** Text extract **

----------------

In [2]:
import findspark
findspark.init()  # Initialize findspark

from pyspark.sql import SparkSession

spark = SparkSession.builder \
    .appName("PySpark in Jupyter") \
    .getOrCreate()

# Verify SparkSession is created
print(spark)

<pyspark.sql.session.SparkSession object at 0x79b3d05172e0>


In [25]:
from pyspark.sql.types import *



In [27]:
schema = StructType([
    StructField("id" , dataType=IntegerType(),nullable=True),
    StructField("name",dataType=StringType(),nullable=True),
    StructField("dept",dataType=StringType(),nullable=True),
    StructField("salary",dataType=FloatType(),nullable=True)
])

----------------

** Excerpted data **

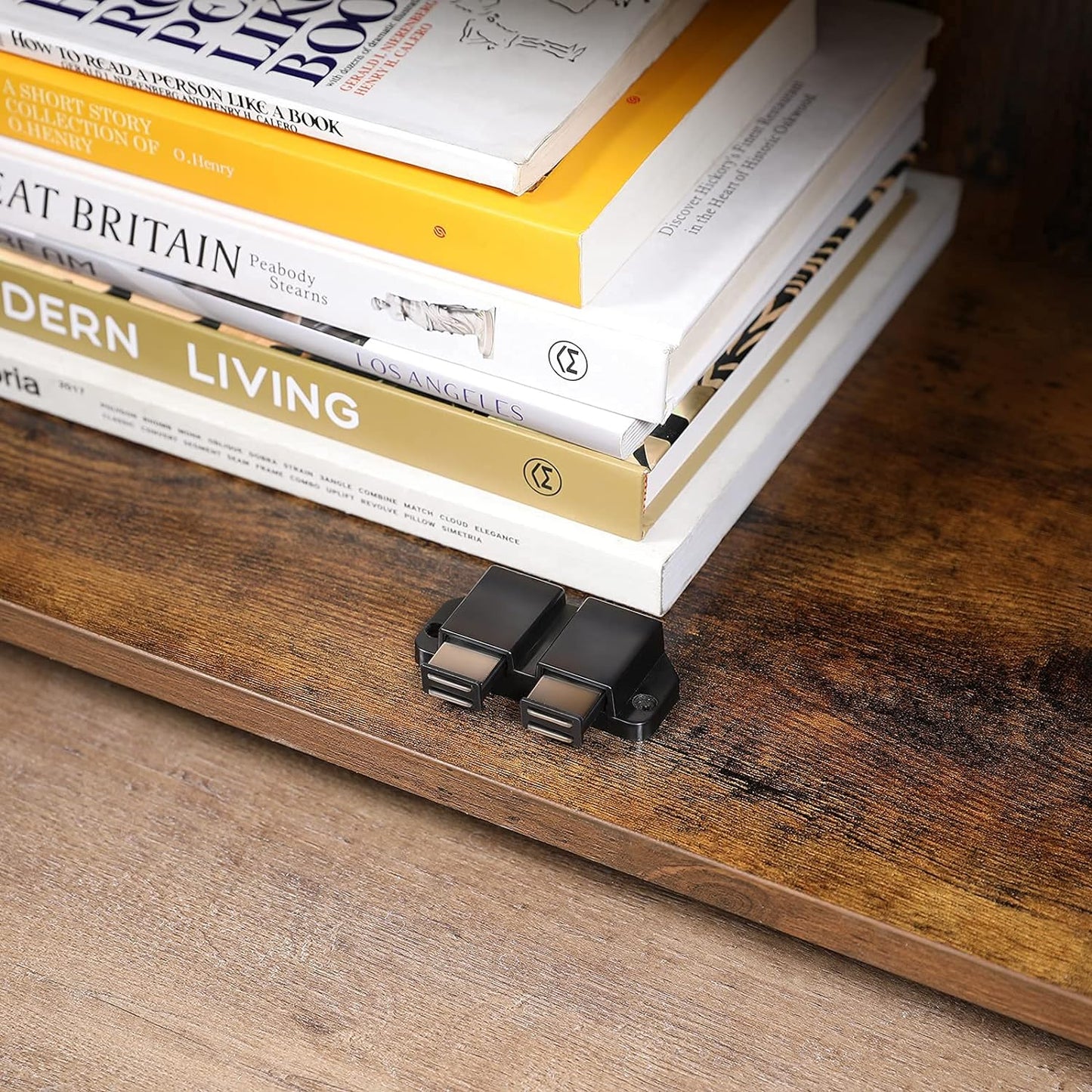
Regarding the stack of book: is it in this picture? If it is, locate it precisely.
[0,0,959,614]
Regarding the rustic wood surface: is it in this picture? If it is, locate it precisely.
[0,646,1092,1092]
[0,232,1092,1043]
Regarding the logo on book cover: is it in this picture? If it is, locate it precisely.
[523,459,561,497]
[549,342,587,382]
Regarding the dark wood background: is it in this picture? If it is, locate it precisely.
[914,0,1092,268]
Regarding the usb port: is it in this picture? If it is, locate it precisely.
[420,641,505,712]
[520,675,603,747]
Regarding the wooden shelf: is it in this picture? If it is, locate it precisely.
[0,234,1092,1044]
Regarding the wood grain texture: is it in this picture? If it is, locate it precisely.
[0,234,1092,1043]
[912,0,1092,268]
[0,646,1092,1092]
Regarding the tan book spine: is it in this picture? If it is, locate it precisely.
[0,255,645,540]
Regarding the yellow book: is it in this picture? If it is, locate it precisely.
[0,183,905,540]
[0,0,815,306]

----------------

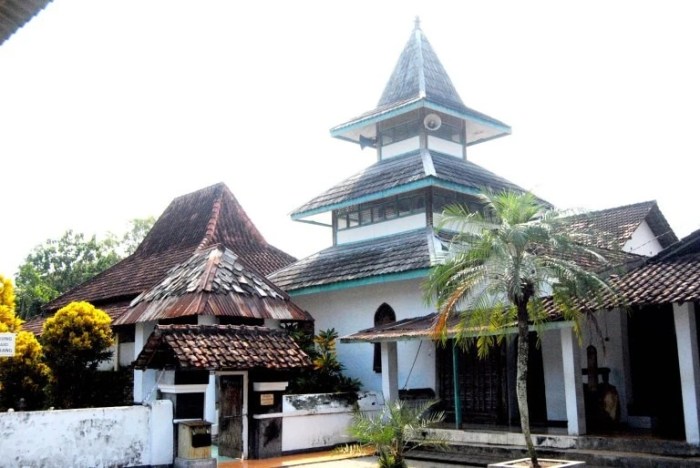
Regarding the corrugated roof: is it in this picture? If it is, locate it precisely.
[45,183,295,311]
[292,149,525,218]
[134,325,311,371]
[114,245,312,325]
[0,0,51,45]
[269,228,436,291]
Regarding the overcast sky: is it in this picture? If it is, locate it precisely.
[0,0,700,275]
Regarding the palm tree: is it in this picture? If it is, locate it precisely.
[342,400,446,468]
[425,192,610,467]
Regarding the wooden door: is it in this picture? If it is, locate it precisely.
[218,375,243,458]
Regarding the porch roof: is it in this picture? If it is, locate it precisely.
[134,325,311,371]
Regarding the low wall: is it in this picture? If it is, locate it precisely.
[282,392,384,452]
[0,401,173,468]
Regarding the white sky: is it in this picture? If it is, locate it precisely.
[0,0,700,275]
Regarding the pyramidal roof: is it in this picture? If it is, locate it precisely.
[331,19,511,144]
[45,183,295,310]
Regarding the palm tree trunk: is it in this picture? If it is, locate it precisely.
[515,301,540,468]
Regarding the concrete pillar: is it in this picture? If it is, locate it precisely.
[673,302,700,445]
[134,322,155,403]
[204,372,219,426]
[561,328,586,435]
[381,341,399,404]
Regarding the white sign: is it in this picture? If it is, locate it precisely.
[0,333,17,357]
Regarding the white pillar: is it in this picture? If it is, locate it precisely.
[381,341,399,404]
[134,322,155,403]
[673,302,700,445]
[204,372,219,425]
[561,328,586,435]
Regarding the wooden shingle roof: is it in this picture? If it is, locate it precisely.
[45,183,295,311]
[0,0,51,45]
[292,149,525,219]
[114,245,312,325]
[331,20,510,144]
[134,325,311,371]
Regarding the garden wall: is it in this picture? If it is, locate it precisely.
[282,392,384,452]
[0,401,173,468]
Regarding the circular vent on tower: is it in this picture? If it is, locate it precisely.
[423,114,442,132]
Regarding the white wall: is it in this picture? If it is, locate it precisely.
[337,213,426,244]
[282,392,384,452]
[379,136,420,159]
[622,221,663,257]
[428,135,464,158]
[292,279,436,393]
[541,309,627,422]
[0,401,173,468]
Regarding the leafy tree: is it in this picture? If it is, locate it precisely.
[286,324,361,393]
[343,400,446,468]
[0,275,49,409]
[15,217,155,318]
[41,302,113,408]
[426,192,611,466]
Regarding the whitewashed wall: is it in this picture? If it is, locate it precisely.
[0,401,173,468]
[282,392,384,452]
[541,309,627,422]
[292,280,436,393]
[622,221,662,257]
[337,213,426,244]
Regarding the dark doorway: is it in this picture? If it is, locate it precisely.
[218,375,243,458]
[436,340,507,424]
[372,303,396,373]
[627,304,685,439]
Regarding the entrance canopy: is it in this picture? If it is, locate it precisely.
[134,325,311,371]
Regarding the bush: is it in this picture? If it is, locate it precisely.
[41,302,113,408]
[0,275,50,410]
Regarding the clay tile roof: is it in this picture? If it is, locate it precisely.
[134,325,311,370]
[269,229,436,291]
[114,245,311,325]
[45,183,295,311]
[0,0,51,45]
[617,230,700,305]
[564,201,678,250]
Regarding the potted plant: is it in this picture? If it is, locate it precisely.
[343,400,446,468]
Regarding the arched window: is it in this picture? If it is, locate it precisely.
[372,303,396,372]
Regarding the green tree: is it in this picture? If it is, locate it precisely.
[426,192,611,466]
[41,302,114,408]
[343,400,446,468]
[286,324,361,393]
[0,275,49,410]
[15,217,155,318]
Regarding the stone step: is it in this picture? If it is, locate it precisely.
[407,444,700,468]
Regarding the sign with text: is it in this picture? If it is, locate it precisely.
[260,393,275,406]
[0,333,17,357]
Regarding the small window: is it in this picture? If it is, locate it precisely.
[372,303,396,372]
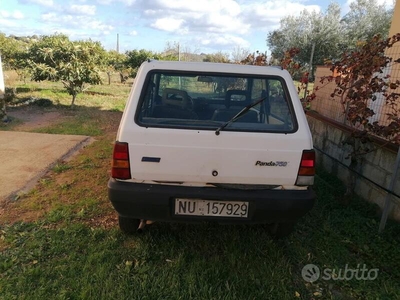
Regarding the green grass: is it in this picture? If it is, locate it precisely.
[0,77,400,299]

----------------

** Work instructions **
(1) Copy the PySpark notebook word for word, from "from pyspark.sql import" through "print(spark)".
(2) Answer these questions about the PySpark notebook:
(a) What app name is passed to the SparkSession builder?
(b) What data type is given to the "salary" field in the schema?
(c) What is the number of the cell that imports from pyspark.sql.types?
(3) Extend the PySpark notebook past its last line.
The entries come from a separate source unrelated to the PySpark notebook.

** Answers provided **
(1)
from pyspark.sql import SparkSession

spark = SparkSession.builder \
    .appName("PySpark in Jupyter") \
    .getOrCreate()

# Verify SparkSession is created
print(spark)

(2)
(a) "PySpark in Jupyter"
(b) FloatType()
(c) 25

(3)
In [28]:
df = spark.read.json(path ="/home/hdoop/Docs/spark_files/json_files/emp.json",schema = schema,multiLine=True)

In [29]:
df.printSchema()

root
 |-- id: integer (nullable = true)
 |-- name: string (nullable = true)
 |-- dept: string (nullable = true)
 |-- salary: float (nullable = true)



In [43]:
df.show()

+---+------+-------+-------+
| id|  name|   dept| salary|
+---+------+-------+-------+
|  1|Mayank|     IT|65000.0|
|  2| SAttu|     IT|67000.0|
|  3|   May|     HR|75000.0|
|  4| Mayan|Finance|55000.0|
+---+------+-------+-------+



In [45]:
num_partitions = df.rdd.getNumPartitions()
print(num_partitions)
df.repartition
df.show()
num_partitions = df.rdd.getNumPartitions()
print(num_partitions)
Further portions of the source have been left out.